» Goal of the exercise
Arrange the lines below as a numbered list, omitting any blank lines. Leave the pictures out of your answer.

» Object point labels
--- --- ---

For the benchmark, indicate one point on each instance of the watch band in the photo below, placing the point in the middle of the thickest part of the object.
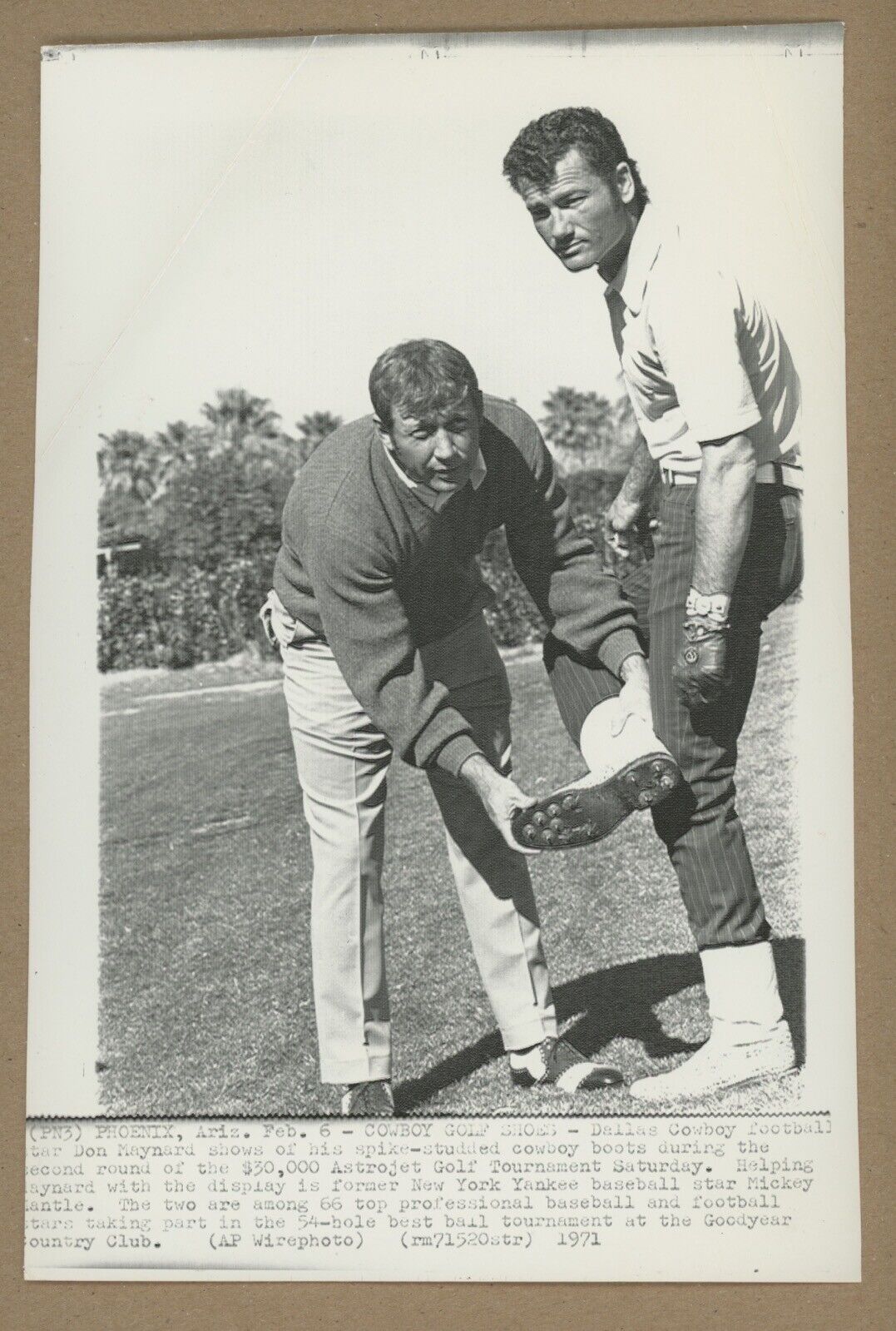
(714, 607)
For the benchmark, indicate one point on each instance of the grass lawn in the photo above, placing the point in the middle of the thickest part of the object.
(205, 957)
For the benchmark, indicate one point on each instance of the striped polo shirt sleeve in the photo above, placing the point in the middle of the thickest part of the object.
(698, 329)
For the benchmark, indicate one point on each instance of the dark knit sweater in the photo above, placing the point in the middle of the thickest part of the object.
(371, 567)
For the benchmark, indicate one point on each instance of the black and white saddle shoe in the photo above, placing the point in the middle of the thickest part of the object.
(369, 1100)
(589, 809)
(556, 1062)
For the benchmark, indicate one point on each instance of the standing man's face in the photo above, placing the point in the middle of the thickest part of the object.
(582, 217)
(439, 449)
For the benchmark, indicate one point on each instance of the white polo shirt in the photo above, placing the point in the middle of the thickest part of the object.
(700, 357)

--- --- ---

» Full answer
1. For the benchmark, indicate one point on each instance of the watch band in the photo below, placing the point in the middle of the thickest part of the object.
2. (714, 607)
3. For the benchmark, indicate one point on each instance of the grass lawn in the photo above, placing the point in the middle of the thickest part of the object.
4. (205, 957)
5. For the benchmark, indicate one point on each instance of the striped polo shirt sleeve in the photo above, placing the point in the middle of the thickest part of the object.
6. (698, 329)
7. For the benchmark, indicate one point on each instance of the dark knit sweater in the photo above, placing the point in the middle of the thickest part of the object.
8. (371, 567)
9. For the benchmark, indicate one point on each instance of the black and white saddle shoe in the photo above, placing the point in the middle of the thickest part of the object.
10. (369, 1100)
11. (589, 809)
12. (556, 1062)
13. For the benchmark, indicate one point on each instance of the standing man's face in the photo above, placing the point in the middle of the thickest part of the object.
14. (582, 217)
15. (439, 449)
16. For the benchmark, indicate one point on each instance of the white polo shirt in the photo above, placing the point in the middle of the thickest part of the object.
17. (700, 357)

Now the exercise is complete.